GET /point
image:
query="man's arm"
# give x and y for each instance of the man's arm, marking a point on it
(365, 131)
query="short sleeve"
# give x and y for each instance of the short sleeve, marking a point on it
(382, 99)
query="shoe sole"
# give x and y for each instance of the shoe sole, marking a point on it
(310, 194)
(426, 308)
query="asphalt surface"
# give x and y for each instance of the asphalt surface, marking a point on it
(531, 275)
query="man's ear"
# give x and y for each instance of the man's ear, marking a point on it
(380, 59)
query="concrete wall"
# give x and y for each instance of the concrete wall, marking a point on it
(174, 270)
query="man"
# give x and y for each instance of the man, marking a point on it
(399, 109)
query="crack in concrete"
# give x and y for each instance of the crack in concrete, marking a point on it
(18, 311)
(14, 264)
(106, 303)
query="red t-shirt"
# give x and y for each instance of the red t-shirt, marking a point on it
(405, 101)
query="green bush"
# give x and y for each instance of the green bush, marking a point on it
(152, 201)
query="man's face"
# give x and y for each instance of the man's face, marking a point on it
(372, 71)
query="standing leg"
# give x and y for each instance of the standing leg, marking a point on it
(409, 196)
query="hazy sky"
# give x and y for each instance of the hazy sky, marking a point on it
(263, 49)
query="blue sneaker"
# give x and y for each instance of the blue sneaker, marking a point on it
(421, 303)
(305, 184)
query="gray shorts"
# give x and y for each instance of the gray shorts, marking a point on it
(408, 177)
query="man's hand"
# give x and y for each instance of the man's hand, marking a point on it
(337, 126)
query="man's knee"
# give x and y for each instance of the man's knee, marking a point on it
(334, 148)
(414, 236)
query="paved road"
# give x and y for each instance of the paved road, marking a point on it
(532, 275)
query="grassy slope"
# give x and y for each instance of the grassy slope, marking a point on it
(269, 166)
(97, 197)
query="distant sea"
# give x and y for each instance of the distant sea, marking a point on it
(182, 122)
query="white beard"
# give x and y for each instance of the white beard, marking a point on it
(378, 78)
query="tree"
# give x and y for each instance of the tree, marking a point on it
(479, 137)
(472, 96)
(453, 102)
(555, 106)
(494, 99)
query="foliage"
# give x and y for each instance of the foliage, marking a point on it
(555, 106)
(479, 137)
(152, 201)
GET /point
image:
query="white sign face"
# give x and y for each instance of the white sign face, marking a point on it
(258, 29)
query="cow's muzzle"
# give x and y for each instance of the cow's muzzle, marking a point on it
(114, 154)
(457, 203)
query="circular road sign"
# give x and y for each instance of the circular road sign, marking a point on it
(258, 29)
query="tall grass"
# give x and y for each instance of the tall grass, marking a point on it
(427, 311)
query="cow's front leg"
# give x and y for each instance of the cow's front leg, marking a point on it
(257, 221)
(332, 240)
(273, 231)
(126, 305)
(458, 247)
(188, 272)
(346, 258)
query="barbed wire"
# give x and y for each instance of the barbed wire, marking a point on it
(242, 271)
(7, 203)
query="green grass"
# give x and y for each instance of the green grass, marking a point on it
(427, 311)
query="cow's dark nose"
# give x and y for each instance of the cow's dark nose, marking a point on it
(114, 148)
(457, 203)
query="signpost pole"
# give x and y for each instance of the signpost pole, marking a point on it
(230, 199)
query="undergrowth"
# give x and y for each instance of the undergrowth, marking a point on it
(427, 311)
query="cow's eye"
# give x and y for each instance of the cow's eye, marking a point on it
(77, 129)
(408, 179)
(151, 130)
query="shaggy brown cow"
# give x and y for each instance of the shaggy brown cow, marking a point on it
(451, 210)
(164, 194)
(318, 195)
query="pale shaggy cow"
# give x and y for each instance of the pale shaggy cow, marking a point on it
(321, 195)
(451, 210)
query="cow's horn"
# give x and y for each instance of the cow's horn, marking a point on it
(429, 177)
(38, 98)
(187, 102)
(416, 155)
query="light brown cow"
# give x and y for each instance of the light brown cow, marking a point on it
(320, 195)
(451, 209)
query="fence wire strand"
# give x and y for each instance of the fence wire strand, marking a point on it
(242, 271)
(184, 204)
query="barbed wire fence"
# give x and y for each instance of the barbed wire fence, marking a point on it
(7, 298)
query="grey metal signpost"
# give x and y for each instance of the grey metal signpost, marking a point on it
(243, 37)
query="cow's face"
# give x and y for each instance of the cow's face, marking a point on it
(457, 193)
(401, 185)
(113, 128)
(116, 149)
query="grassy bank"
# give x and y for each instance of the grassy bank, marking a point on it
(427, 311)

**Exercise requirements**: Transcribe all of the data exactly, leaving no line out.

**Exercise solution**:
GET /point
image:
query="man's arm"
# give x and y for each instance of the man's arm, marking a point on it
(365, 131)
query="short sleeve"
# give x and y for each instance of the short sleeve, marking a point on it
(382, 99)
query="shoe sole"
# give x and y for each instance of the shoe sole, marking a point on it
(310, 194)
(426, 308)
query="asphalt surface"
# give x and y for each instance of the asphalt surface, marking a point on it
(531, 275)
query="man's ear"
# give x and y for each instance of the man's ear, marking a point on it
(380, 59)
query="concrete wall"
# give x and y for each instance of the concrete wall, marking a point on it
(174, 270)
query="man"
# give x and y for each instance of the man, marking a point on it
(399, 109)
query="crack in concrete"
# give x and y for each instance of the crack in concrete, marking a point on it
(18, 311)
(14, 264)
(106, 303)
query="red t-shirt"
# give x and y for each instance of the red t-shirt, marking a point on it
(405, 101)
query="green bush"
# give x and y for each instance of the green bush, marking a point on it
(152, 201)
query="man's face"
# give x and y for each instance of the man's face, marking a point on it
(372, 71)
query="standing leg"
# give x and y for each instance of the standing leg, marking a point on it
(409, 196)
query="hazy sky"
# give x and y for each instance of the hazy sky, marking a point on it
(263, 49)
query="blue sneaker"
# give x and y for each instance of the blue sneaker, marking a point on it
(421, 303)
(305, 184)
query="gray shorts"
# give x and y for each instance of the gray shorts, marking a point on it
(408, 177)
query="man's hand"
# give x and y for each instance of the man's hand, marking a point on it
(337, 126)
query="man's knee"
# give x and y for each instance of the man's knee, marking a point on it
(334, 148)
(414, 236)
query="paved road"
# give x and y for each instance of the paved road, marking a point on it
(532, 275)
query="grassy slope"
# give x and y for each instance of the grassy slope, marking a point on it
(269, 166)
(97, 197)
query="distant sea"
# give x and y for each instance of the distant sea, marking a point on it
(182, 122)
query="white beard"
# give x and y for each instance of the white beard, marking a point on it
(378, 78)
query="tree"
# give x and y for each instance of the tree, marking a point on it
(479, 137)
(472, 96)
(453, 102)
(555, 106)
(494, 99)
query="foliage"
# give x and y for each instance of the foliage, marking a point on it
(555, 106)
(479, 137)
(152, 201)
GET /point
image:
query="white sign face"
# give x and y for each instance of the white sign face, marking a point on it
(258, 29)
query="cow's muzzle"
# give x and y for each instance of the cow's muzzle, marking a point on it
(114, 154)
(457, 203)
query="circular road sign"
# give x and y for each instance of the circular road sign, marking a point on it
(258, 29)
query="tall grass"
# give x and y for each instance of the tall grass, marking a point on it
(427, 311)
query="cow's front leg"
# give x and y for each instance of the cow's front leg, marking a point on it
(257, 221)
(332, 240)
(273, 231)
(126, 305)
(458, 247)
(188, 272)
(346, 258)
query="barbed wire"
# give x and y for each instance of the barbed wire, marking a point on it
(242, 271)
(7, 203)
query="green grass"
# give x and y for each instance of the green grass, marking a point on it
(427, 311)
query="cow's dark nose"
# give x and y for each instance of the cow's dark nose, marking a point on it
(114, 148)
(457, 203)
query="signpost pole"
# give x and y for each instance of the signpost pole, marking a point on it
(230, 199)
query="undergrowth"
# give x and y for each instance of the undergrowth, marking a point on it
(427, 311)
query="cow's eye"
# give x and y for each instance of the cow's eye, marking a point on it
(77, 129)
(408, 179)
(151, 130)
query="shaggy brown cow"
# give x and y for each instance of the shaggy brown cow, marking a point on it
(451, 210)
(164, 194)
(318, 195)
query="pale shaggy cow"
# give x and y for each instance of the pale shaggy cow, marking a point on it
(321, 195)
(451, 210)
query="cow's horn"
# give x and y for each instance of the cow's horn, marking a point on it
(429, 177)
(38, 98)
(187, 102)
(416, 155)
query="light brown cow"
# give x and y for each instance of the light brown cow, marking a point on it
(320, 195)
(451, 209)
query="fence wire strand"
# give x and y for each instance of the fence wire strand, marking a point on it
(242, 271)
(184, 204)
query="barbed wire fence"
# give x and y for each instance of the barbed wire fence, marking a point on it
(7, 298)
query="grey metal signpost"
# give x and y for each instance of the grey metal signpost, marking a point on it
(243, 37)
query="cow's face"
# give x and y for each instance of the cow's face, marking a point on it
(457, 193)
(401, 185)
(113, 128)
(116, 149)
query="grassy bank"
# give x and y for each instance of the grassy bank, marking a point on it
(427, 311)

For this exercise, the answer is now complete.